● **STATED GOAL**
Reproduce the lines from the start up to and including the line with "x=716, y=749", swapping "man's" for "person's" everywhere it occurs and keeping everything else unchanged.

──────────

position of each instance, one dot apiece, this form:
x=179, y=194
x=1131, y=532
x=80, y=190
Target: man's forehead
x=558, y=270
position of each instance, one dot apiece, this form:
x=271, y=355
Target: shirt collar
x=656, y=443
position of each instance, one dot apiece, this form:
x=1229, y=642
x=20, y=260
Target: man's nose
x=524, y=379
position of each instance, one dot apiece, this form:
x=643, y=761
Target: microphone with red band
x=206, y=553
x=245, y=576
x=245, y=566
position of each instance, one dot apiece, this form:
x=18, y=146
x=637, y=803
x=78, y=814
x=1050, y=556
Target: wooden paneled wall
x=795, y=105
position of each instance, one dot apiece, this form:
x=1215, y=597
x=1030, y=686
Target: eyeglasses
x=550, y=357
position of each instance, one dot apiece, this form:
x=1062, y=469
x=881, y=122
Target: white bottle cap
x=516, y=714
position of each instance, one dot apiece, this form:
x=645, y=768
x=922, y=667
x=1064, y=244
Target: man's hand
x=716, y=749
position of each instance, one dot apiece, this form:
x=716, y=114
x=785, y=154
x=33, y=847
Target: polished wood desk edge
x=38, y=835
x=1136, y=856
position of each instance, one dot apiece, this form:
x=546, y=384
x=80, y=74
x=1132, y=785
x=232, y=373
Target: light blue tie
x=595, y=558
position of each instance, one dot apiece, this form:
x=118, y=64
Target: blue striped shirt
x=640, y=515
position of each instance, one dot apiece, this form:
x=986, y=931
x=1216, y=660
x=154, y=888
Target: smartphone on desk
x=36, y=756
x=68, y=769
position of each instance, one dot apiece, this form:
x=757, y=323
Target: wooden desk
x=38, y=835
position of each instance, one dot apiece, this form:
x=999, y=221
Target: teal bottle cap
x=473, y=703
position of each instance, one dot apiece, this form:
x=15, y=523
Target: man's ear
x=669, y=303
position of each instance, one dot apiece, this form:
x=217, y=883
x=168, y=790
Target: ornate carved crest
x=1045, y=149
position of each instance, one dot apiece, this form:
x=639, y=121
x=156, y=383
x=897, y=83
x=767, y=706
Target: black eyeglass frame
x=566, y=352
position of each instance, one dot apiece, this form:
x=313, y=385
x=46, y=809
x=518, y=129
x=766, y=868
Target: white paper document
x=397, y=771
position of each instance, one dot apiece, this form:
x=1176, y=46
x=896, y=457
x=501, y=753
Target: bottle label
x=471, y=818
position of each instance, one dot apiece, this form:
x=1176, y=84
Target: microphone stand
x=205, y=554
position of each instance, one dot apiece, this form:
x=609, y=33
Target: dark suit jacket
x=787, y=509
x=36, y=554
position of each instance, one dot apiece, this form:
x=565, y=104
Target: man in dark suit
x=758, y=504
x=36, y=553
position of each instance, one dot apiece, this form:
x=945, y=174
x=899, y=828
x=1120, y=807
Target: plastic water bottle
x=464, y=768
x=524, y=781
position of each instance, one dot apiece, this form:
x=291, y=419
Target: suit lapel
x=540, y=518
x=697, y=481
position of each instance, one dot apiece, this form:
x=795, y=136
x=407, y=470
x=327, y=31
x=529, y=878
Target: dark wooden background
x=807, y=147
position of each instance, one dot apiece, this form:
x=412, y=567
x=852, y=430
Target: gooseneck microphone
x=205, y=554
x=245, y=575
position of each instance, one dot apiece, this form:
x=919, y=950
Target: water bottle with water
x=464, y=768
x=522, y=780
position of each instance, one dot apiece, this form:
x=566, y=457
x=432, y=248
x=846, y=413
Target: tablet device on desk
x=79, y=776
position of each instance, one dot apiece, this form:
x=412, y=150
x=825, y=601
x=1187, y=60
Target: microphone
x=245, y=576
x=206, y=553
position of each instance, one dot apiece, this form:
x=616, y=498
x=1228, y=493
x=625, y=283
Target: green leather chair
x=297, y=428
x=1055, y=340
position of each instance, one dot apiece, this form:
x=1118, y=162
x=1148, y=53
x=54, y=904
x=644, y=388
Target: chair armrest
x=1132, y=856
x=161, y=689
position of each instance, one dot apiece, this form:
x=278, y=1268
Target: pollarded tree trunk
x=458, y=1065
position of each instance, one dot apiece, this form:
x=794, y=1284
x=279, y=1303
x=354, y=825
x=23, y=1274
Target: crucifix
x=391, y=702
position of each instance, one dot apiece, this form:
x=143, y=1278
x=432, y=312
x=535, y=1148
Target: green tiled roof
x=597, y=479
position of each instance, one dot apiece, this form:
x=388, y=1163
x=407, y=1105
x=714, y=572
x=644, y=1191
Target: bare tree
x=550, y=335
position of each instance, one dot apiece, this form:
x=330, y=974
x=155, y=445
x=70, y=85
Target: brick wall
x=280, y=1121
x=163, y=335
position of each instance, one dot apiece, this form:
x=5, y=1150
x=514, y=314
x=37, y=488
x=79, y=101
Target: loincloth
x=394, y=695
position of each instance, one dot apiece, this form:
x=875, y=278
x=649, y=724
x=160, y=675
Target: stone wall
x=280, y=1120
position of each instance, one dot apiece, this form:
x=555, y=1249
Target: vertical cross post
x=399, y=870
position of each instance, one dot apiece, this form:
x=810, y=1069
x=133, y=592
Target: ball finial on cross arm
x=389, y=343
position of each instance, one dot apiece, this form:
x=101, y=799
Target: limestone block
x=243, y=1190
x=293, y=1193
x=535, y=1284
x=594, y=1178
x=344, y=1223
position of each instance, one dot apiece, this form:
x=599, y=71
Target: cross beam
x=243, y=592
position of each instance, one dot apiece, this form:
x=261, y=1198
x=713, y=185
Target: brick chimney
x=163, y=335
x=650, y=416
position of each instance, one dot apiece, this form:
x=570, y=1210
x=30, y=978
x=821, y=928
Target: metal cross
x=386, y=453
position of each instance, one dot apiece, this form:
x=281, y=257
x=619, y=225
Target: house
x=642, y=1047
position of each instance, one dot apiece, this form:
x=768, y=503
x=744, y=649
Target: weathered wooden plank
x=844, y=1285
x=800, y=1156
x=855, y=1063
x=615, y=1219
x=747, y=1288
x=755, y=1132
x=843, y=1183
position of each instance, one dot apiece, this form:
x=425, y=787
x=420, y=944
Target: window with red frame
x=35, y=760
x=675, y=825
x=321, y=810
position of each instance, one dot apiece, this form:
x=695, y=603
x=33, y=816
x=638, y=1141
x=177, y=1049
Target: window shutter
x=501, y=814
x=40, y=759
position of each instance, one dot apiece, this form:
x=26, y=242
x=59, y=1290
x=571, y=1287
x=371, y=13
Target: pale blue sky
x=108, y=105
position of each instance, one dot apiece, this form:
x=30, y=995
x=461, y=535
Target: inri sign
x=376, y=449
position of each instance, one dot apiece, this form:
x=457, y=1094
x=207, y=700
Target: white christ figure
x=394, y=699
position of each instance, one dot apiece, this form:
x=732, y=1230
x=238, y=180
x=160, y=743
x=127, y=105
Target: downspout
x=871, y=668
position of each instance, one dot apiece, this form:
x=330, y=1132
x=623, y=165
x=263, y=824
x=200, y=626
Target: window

──────────

● **FINISHED TASK**
position of each instance, one dot apiece, this form:
x=179, y=194
x=1131, y=532
x=80, y=190
Target: person's forehead
x=558, y=270
position of each instance, one dot apiece, this form:
x=271, y=355
Target: shirt collar
x=656, y=443
position of each instance, one dot apiece, this form:
x=1229, y=642
x=20, y=260
Target: person's nose
x=524, y=379
position of each instance, one dot apiece, this form:
x=643, y=761
Target: microphone with red band
x=206, y=553
x=245, y=576
x=245, y=566
position of each instance, one dot apiece, this form:
x=18, y=146
x=637, y=803
x=78, y=814
x=1050, y=556
Target: wooden paneled wall
x=795, y=105
position of each instance, one dot apiece, this form:
x=1215, y=597
x=1030, y=686
Target: eyeglasses
x=550, y=357
position of each instance, one dot apiece, this form:
x=1062, y=469
x=881, y=122
Target: white bottle cap
x=516, y=714
position of each instance, one dot apiece, this form:
x=645, y=768
x=922, y=667
x=1064, y=244
Target: person's hand
x=716, y=749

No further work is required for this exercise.